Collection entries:

────────

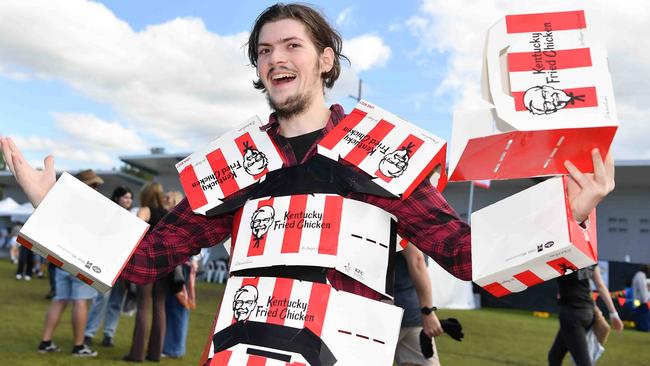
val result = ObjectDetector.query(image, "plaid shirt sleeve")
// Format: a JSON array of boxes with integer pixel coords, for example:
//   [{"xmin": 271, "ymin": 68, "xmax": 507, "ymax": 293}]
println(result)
[
  {"xmin": 121, "ymin": 199, "xmax": 233, "ymax": 284},
  {"xmin": 352, "ymin": 180, "xmax": 472, "ymax": 281}
]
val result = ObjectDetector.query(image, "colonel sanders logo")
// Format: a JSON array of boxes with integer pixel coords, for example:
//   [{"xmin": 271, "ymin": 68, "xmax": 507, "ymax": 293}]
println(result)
[
  {"xmin": 243, "ymin": 142, "xmax": 269, "ymax": 175},
  {"xmin": 251, "ymin": 206, "xmax": 275, "ymax": 248},
  {"xmin": 524, "ymin": 85, "xmax": 585, "ymax": 114},
  {"xmin": 379, "ymin": 142, "xmax": 415, "ymax": 178},
  {"xmin": 232, "ymin": 285, "xmax": 257, "ymax": 321}
]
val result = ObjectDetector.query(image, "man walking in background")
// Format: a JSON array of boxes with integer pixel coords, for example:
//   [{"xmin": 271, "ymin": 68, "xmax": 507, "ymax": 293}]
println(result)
[{"xmin": 38, "ymin": 169, "xmax": 104, "ymax": 357}]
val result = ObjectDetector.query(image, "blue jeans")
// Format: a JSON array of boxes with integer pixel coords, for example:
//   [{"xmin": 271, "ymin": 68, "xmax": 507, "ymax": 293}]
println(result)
[
  {"xmin": 52, "ymin": 268, "xmax": 97, "ymax": 301},
  {"xmin": 84, "ymin": 280, "xmax": 125, "ymax": 338},
  {"xmin": 163, "ymin": 293, "xmax": 190, "ymax": 357}
]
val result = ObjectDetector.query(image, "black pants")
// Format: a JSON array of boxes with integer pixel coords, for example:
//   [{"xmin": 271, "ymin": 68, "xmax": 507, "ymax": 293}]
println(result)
[{"xmin": 548, "ymin": 306, "xmax": 594, "ymax": 366}]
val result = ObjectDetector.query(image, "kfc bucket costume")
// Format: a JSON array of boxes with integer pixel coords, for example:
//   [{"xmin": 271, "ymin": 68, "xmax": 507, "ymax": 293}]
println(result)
[
  {"xmin": 122, "ymin": 102, "xmax": 471, "ymax": 365},
  {"xmin": 15, "ymin": 10, "xmax": 612, "ymax": 366}
]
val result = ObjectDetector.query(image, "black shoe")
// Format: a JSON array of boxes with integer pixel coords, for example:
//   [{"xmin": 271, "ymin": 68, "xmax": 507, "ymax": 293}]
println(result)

────────

What the task requires:
Please count the lines in the items above that contain the string "ObjectDetector", matching case exactly, and reply with the number alone.

Task answer:
7